• EXERCISE REQUIREMENTS:
A) In the project summaries, please give the stretch from "The goal of" through "for further analysis." again, swapping "servo motors" for "stepper motors".
B) According to the project summaries, which nerve do the implantable pulse generators stimulate to treat obstructive sleep apnea?
C) Condense the project summaries into two sentences.

• READING TEXT:
/---
Cervical spine interbody fusion (IBF) cages are traditionally manufactured using subtractive manufacturing, injection molding, or additive manufacturing of metals. While effective, these processes are costly, time-consuming, restrict design flexibility, and products on the market have potentially dangerous complications. Additive manufacturing of biocompatible, bioresorbable, and reinforced composite polymers offers a promising alternative: lowering costs, decreasing lead time, and providing greater freedom for improved osseointegration and patient-specific designs. However, a major challenge lies in ensuring production consistency and meeting clinical demands, essential requirements for cervical spine cages. Therefore, our team identified suitable biocompatible polymers, optimized their printing parameters, and evaluated their mechanical properties and reproducibility with a new proposed cage design, critical steps towards advancing consistent and safe polymeric 3D-printed cervical interbodies.

The goal of the thorax simulator project is to bench test implantable pulse generators (IPGs) provided by the sponsor by simulating movement produced from the human chest during respiration in sleep apnea patients. The project uses an Arduino microcontroller to control the servo motors the IPGs will be attached to. IPGs are designed to treat obstructive sleep apnea (OSA) by stimulating the hypoglossal nerve to prevent airway obstruction during sleep. This electromechanical model will be able to simultaneously produce realistic physiological movement and record the data for further analysis.
\---
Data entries
/---
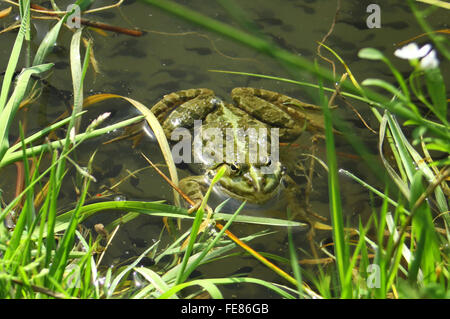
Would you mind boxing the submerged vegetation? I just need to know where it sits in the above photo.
[0,0,450,298]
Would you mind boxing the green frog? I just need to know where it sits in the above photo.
[151,88,323,231]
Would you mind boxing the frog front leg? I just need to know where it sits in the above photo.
[179,176,208,208]
[284,175,327,238]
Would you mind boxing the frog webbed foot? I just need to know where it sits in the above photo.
[179,176,212,214]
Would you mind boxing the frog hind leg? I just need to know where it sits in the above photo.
[231,87,324,141]
[151,88,220,138]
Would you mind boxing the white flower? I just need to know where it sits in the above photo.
[394,42,431,60]
[420,50,439,70]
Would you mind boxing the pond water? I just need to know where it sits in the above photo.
[0,0,448,298]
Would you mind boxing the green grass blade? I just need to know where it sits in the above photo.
[319,63,352,298]
[0,0,30,113]
[0,63,53,161]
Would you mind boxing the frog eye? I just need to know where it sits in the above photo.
[261,156,272,166]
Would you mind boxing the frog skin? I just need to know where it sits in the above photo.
[151,88,323,228]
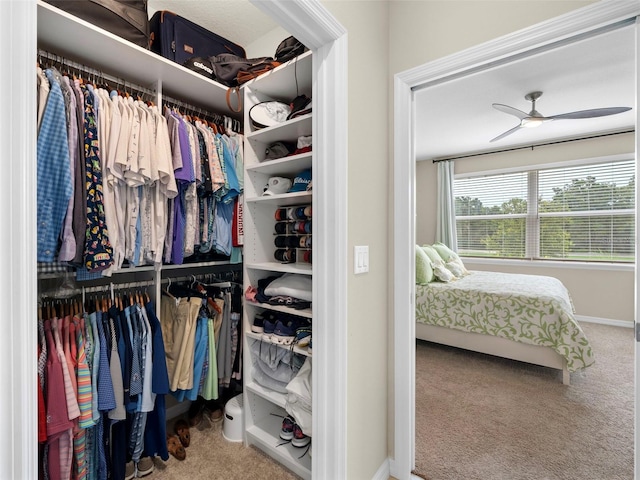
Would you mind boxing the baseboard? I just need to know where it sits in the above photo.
[371,458,391,480]
[575,315,633,328]
[167,401,191,420]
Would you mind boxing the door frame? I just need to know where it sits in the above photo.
[391,0,640,480]
[250,0,348,479]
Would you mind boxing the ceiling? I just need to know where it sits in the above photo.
[147,0,278,47]
[415,22,636,160]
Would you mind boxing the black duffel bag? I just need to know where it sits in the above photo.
[45,0,149,49]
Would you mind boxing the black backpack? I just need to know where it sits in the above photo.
[275,37,309,63]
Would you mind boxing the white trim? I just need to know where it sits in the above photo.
[251,0,348,479]
[0,0,38,478]
[633,17,640,478]
[391,1,640,480]
[391,76,416,480]
[575,315,633,328]
[371,458,389,480]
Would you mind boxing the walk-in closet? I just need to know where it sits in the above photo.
[34,1,317,479]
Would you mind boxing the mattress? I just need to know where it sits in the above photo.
[416,271,595,372]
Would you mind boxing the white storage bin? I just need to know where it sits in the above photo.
[222,394,244,442]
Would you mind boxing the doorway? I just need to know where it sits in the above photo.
[392,2,640,479]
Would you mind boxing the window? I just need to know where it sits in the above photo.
[454,159,635,262]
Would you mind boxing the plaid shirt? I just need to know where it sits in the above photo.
[37,69,73,262]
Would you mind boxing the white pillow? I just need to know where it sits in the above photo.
[433,260,456,283]
[264,273,311,302]
[445,258,469,278]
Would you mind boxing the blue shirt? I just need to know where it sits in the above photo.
[37,69,73,262]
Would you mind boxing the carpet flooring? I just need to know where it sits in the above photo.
[143,417,304,480]
[414,323,635,480]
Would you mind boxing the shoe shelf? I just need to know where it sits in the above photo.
[247,332,311,358]
[244,380,287,408]
[247,152,312,176]
[246,408,311,479]
[245,191,311,207]
[246,113,312,145]
[245,302,313,319]
[246,262,312,275]
[244,51,313,101]
[243,47,313,479]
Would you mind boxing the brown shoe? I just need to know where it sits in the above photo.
[173,419,191,448]
[167,435,187,460]
[207,408,223,423]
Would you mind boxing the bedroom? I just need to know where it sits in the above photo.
[396,1,637,478]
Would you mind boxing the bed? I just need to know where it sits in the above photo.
[416,271,594,385]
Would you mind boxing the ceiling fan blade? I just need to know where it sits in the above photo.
[489,125,521,143]
[547,107,631,120]
[492,103,529,120]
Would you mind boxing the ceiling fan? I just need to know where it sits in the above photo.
[491,92,631,142]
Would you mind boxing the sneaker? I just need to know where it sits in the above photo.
[280,415,296,440]
[251,314,264,333]
[262,319,276,341]
[291,423,311,448]
[295,321,311,347]
[271,320,296,345]
[136,457,155,477]
[124,462,136,480]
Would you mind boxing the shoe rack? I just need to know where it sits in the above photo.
[242,52,313,478]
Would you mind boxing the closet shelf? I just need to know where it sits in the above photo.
[247,152,312,175]
[246,114,313,145]
[161,260,233,270]
[247,415,311,479]
[245,302,313,318]
[247,332,311,356]
[245,380,287,406]
[246,262,313,275]
[244,51,313,101]
[245,191,312,207]
[38,0,242,120]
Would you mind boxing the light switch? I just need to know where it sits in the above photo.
[353,245,369,274]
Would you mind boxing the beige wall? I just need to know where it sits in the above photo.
[323,1,392,480]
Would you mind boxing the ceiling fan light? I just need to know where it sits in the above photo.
[520,117,544,128]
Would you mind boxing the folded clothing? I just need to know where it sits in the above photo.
[264,273,312,302]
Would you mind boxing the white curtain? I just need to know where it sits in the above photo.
[436,160,458,252]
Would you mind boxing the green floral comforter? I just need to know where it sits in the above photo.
[416,271,594,372]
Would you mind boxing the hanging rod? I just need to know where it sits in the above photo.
[432,129,635,163]
[38,49,158,98]
[38,49,232,123]
[160,270,236,284]
[38,280,155,301]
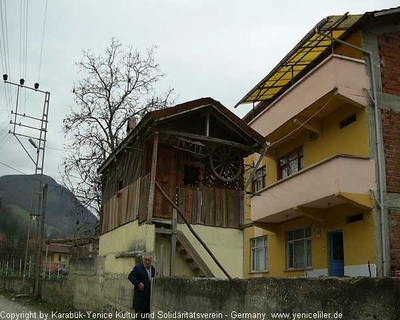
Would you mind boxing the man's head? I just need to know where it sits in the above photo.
[143,253,152,268]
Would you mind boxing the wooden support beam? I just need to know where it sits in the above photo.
[335,192,374,211]
[150,128,255,151]
[293,117,322,134]
[253,222,278,233]
[293,207,326,222]
[147,132,158,224]
[155,228,172,234]
[206,112,210,137]
[170,208,178,277]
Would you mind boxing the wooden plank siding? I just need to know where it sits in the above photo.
[138,173,150,223]
[101,179,244,234]
[153,145,178,219]
[153,187,244,228]
[100,179,141,234]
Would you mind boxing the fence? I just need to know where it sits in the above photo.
[0,256,68,279]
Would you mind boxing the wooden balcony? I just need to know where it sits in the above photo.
[251,155,376,223]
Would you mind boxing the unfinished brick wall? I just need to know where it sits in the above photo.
[389,209,400,268]
[381,110,400,193]
[378,32,400,95]
[378,32,400,268]
[378,32,400,193]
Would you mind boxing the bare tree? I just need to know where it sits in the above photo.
[62,39,173,212]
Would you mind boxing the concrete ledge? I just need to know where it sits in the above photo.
[152,278,400,320]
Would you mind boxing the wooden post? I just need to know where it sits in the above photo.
[147,132,158,223]
[170,208,178,277]
[206,112,210,137]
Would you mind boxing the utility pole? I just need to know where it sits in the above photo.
[33,184,48,299]
[3,74,50,290]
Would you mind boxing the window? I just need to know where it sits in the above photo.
[183,164,200,188]
[251,166,266,192]
[278,147,304,179]
[250,236,268,272]
[339,113,357,129]
[286,228,311,269]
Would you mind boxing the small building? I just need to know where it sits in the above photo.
[98,98,265,277]
[237,7,400,277]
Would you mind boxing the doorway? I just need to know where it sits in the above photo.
[328,231,344,277]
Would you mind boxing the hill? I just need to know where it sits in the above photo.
[0,175,98,238]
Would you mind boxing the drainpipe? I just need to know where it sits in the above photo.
[315,29,387,277]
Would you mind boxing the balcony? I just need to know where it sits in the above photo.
[250,55,370,141]
[251,155,376,223]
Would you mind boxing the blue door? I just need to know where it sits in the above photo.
[328,231,344,277]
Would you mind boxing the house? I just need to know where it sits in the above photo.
\---
• ANSWERS FOR EACH ITEM:
A)
The goal of the thorax simulator project is to bench test implantable pulse generators (IPGs) provided by the sponsor by simulating movement produced from the human chest during respiration in sleep apnea patients. The project uses an Arduino microcontroller to control the stepper motors the IPGs will be attached to. IPGs are designed to treat obstructive sleep apnea (OSA) by stimulating the hypoglossal nerve to prevent airway obstruction during sleep. This electromechanical model will be able to simultaneously produce realistic physiological movement and record the data for further analysis.

B) The hypoglossal nerve.

C) One team identified suitable biocompatible polymers for additively manufactured cervical spine interbody fusion cages, optimized their printing parameters, and evaluated the mechanical properties and reproducibility of a new proposed cage design. Another project is building an Arduino-controlled thorax simulator that bench tests implantable pulse generators for obstructive sleep apnea by simulating chest movement during respiration and recording the data for further analysis.